#### Selected passage ####
Dorsey also worked closely with Friends of the Earth (FOE) Ecuador (Acción Ecológica) on a variety of extractive industry (i.e., oil, mining, and bioprospecting) and human rights issues. He was the co-principal investigator on their biopiracy campaign that focused on the five countries of the Andean Pact.
Dorsey is also a founding member of several organizations. Internationally, between 1991-92 he worked with an international steering committee to start Action for Solidarity Environment and Development (ASEED (http://www.aseed.net/)) now based in the Netherlands. He is a founding member of the San Francisco-based Center for Environmental Health (http://www.cehca.org). Currently he is working to develop and staff the Environmental Leadership Program (www.elpnet.org/office). He also sits on the boards of the US based Sierra Club (www.sierraclub.org) and CorpWatch (www.corpwatch.org).
####
Goals:
a. Reproduce the part of the passage on Dorsey that opens with the words containing "Dorsey also worked" and closes with "and CorpWatch (www.corpwatch.org).".
b. List every web address that appears in the passage on Dorsey.
#### Listed entries ####
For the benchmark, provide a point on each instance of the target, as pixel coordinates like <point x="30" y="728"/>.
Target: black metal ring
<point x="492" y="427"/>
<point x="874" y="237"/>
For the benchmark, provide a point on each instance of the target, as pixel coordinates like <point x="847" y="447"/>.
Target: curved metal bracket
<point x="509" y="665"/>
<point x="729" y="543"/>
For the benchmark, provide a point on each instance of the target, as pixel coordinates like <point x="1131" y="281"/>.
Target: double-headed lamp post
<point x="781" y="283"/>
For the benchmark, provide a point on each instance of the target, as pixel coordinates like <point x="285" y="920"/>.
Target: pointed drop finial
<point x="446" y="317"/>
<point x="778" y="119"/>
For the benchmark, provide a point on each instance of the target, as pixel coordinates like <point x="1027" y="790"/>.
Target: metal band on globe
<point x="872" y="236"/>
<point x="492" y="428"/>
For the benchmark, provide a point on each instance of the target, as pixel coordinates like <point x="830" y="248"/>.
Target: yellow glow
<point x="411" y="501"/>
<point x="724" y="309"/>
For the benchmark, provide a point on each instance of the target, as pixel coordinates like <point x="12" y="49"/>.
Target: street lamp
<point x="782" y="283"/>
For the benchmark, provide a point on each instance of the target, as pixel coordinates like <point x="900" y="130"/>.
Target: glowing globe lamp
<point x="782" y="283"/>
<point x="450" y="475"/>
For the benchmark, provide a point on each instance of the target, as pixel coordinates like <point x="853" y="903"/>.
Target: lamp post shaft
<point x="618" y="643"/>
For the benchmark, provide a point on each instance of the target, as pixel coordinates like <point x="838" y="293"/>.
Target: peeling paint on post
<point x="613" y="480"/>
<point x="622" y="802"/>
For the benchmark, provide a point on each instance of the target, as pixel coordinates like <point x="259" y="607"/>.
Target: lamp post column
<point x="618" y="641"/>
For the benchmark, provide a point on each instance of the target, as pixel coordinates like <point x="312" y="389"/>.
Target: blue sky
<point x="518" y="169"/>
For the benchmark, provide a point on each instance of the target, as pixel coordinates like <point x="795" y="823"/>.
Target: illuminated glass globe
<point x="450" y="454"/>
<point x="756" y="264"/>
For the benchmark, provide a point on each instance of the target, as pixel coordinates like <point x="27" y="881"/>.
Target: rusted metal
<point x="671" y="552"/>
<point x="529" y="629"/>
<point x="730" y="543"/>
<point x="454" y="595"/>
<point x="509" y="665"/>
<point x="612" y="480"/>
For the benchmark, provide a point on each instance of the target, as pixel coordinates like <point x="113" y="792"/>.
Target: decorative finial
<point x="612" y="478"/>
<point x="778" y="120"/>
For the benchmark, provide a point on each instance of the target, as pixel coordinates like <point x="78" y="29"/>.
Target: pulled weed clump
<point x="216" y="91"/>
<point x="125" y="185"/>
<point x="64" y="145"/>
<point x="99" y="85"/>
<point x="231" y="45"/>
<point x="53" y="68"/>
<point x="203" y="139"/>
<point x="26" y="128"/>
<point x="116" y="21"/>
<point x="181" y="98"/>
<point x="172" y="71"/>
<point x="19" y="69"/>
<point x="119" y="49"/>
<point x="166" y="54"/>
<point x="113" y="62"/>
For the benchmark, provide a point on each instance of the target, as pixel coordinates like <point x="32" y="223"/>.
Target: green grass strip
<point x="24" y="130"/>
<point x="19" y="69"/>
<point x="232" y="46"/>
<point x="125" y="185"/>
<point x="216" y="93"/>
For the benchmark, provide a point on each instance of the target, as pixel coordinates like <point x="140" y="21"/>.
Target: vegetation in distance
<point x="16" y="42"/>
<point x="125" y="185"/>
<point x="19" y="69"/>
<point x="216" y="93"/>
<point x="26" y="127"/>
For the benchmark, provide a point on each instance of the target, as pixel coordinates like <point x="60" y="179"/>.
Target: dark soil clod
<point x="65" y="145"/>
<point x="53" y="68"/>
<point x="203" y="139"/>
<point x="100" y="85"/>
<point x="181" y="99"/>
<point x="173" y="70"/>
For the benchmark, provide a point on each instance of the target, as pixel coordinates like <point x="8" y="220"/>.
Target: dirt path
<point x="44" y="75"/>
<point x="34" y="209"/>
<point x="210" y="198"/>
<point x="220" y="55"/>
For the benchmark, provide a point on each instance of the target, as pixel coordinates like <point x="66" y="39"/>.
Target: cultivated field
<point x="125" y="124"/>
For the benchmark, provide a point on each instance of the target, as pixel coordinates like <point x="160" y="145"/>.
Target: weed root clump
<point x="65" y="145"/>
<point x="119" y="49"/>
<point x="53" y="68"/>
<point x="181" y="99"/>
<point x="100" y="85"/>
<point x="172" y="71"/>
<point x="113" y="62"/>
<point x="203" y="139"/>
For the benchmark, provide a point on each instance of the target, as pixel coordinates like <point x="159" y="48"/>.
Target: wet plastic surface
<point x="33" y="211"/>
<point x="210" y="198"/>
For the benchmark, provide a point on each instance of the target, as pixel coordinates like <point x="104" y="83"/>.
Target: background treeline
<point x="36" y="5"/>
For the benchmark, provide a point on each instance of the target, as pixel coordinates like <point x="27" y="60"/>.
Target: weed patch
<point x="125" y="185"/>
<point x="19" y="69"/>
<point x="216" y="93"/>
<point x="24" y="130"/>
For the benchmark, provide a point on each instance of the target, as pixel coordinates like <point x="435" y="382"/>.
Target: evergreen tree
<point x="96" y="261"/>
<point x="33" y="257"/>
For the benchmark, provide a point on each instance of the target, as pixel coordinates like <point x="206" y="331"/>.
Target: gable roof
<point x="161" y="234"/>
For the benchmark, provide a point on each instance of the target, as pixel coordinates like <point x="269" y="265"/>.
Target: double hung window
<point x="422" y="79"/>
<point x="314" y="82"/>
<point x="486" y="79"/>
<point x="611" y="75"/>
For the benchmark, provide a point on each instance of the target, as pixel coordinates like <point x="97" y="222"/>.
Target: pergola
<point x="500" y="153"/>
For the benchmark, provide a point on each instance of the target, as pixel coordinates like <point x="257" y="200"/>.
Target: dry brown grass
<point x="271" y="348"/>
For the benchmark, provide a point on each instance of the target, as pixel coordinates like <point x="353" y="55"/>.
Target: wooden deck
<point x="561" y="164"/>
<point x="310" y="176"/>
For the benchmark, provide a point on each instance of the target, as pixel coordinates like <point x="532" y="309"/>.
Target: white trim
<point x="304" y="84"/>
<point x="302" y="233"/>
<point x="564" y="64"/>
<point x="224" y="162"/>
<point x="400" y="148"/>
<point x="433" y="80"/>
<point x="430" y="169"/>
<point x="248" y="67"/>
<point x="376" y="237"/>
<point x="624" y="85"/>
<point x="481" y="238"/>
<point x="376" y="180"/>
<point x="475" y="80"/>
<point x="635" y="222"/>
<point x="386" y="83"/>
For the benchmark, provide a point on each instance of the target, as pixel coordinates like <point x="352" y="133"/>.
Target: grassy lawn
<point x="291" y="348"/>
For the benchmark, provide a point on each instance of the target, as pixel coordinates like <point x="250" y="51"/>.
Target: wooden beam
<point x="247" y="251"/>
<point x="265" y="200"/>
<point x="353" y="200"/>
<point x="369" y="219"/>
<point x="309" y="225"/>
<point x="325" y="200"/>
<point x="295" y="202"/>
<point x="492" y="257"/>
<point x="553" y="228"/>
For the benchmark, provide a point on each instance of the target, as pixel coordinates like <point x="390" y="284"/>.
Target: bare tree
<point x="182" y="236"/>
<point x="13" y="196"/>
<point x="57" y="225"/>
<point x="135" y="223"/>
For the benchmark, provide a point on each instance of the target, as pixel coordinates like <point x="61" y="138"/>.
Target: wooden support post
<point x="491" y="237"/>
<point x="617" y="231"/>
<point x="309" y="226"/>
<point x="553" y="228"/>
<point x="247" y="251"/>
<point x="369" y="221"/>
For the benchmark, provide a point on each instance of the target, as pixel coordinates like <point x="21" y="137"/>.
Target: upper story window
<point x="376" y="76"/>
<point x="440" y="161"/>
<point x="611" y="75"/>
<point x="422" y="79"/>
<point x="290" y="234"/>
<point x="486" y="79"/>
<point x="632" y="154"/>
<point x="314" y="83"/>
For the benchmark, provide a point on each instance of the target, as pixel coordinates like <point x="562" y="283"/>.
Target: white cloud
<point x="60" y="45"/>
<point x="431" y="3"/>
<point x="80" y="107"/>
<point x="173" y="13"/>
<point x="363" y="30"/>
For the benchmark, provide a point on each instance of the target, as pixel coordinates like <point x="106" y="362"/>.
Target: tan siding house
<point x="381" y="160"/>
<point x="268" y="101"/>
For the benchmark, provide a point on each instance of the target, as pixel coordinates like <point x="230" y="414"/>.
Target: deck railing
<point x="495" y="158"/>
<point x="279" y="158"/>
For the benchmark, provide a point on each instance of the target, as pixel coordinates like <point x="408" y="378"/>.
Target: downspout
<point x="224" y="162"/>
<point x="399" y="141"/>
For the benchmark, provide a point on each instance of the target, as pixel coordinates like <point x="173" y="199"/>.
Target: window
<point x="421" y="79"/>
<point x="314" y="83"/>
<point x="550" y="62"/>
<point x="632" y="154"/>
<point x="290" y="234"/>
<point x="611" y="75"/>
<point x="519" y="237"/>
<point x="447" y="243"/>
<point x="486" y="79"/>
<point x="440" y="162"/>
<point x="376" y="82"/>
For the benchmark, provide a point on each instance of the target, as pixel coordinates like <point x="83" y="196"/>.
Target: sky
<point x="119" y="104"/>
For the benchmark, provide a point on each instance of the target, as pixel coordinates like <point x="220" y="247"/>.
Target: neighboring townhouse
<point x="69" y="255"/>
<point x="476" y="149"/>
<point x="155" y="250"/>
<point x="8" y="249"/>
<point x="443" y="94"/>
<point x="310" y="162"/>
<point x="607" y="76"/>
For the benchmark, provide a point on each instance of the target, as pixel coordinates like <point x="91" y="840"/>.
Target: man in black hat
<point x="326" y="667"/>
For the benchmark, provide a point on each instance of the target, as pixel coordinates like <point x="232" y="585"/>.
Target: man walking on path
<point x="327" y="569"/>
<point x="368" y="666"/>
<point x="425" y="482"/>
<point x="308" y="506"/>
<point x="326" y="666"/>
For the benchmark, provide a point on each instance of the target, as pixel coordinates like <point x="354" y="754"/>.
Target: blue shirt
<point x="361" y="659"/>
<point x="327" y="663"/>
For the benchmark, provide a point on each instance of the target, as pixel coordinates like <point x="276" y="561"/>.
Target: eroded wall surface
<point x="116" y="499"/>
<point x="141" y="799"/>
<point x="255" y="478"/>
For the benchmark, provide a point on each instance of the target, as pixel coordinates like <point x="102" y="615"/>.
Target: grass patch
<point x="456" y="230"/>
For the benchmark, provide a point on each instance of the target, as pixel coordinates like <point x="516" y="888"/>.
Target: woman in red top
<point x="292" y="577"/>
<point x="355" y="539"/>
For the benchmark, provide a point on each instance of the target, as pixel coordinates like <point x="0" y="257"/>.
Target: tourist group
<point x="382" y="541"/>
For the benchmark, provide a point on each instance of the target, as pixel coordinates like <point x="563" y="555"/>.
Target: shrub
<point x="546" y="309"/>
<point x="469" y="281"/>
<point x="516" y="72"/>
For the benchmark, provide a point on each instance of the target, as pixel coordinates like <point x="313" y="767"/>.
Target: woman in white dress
####
Results by task:
a.
Dorsey also worked closely with Friends of the Earth (FOE) Ecuador (Acción Ecológica) on a variety of extractive industry (i.e., oil, mining, and bioprospecting) and human rights issues. He was the co-principal investigator on their biopiracy campaign that focused on the five countries of the Andean Pact.
Dorsey is also a founding member of several organizations. Internationally, between 1991-92 he worked with an international steering committee to start Action for Solidarity Environment and Development (ASEED (http://www.aseed.net/)) now based in the Netherlands. He is a founding member of the San Francisco-based Center for Environmental Health (http://www.cehca.org). Currently he is working to develop and staff the Environmental Leadership Program (www.elpnet.org/office). He also sits on the boards of the US based Sierra Club (www.sierraclub.org) and CorpWatch (www.corpwatch.org).

b.
http://www.aseed.net/
http://www.cehca.org
www.elpnet.org/office
www.sierraclub.org
www.corpwatch.org